- 課題の目標 -
次の抜粋文から、「人間失格、坊ちゃん、銀河鉄道」を含む語句で始まり「に立ち読みさせていただいた。」で終わる部分を、一字一句違えずに書き写しなさい。

- 提示された抜粋 -
*****

昨日本屋で、文豪たちの名作が集められているゾーンを発見した。作品名は勿論知っているが、内容を説明せよと言われると、薄っすらと覚えているか覚えていないか、といったものである。折角図書カードやQUOカードがあり、全て使ってしまおうと思っていた私は、この中から1冊買ってみようと思い立ったのである。

人間失格、坊ちゃん、銀河鉄道の夜。数々の名作が揃っていだが、その中で私の目に留まったのが「こころ」(夏目漱石作)であった。

角川文庫のカバーが洒落ている

文庫本カバーに書かれているあらすじは、以下の通りである。

「自分は寂しい人間だ」「恋は罪悪だ」。断片的な言葉の羅列にとまどいながらも、奇妙な友情で結ばれている「先生」と私。ある日、先生から私に遺書が届いた。「あなただけに私の過去を書きたいのです…」。遺書で初めて明かされる先生の過去とは?エゴイズムと罪の意識の狭間で苦しむ先生の姿が克明に描かれた、時代を超えて読み継がれる夏目漱石の最高傑作。

角川文庫「こころ」(夏目漱石)カバーあらすじより

また、この本には最初に「あらすじ」として全体の内容を上・中・下それぞれ簡単にまとめてあることもあり、大筋の話を頭に入れてから読み進めることも可能だ。私は文学がそんなに得意な方でなかったため、あらすじを最初に立ち読みさせていただいた。

そこで思い出したのだが、夏目漱石の「こころ」と言えば、高校の教科書に登場した記憶がある。「私=先生」と友人の「K」の関係性や、Kの自殺についての考察をしたことがあるようだった。あくまで高校の学習の一環として一部を読んだのである。まだ高校生で若かったことと、定められた正解に向かって先生の手紙を読み進めてしまったため、自分の中の素直な気持ちに従って読んだことはなかった。

*****

- 与えられた情報 -
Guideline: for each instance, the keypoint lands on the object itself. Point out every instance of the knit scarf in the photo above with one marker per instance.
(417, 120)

*****

- 課題の解答 -
人間失格、坊ちゃん、銀河鉄道の夜。数々の名作が揃っていだが、その中で私の目に留まったのが「こころ」(夏目漱石作)であった。

角川文庫のカバーが洒落ている

文庫本カバーに書かれているあらすじは、以下の通りである。

「自分は寂しい人間だ」「恋は罪悪だ」。断片的な言葉の羅列にとまどいながらも、奇妙な友情で結ばれている「先生」と私。ある日、先生から私に遺書が届いた。「あなただけに私の過去を書きたいのです…」。遺書で初めて明かされる先生の過去とは?エゴイズムと罪の意識の狭間で苦しむ先生の姿が克明に描かれた、時代を超えて読み継がれる夏目漱石の最高傑作。

角川文庫「こころ」(夏目漱石)カバーあらすじより

また、この本には最初に「あらすじ」として全体の内容を上・中・下それぞれ簡単にまとめてあることもあり、大筋の話を頭に入れてから読み進めることも可能だ。私は文学がそんなに得意な方でなかったため、あらすじを最初に立ち読みさせていただいた。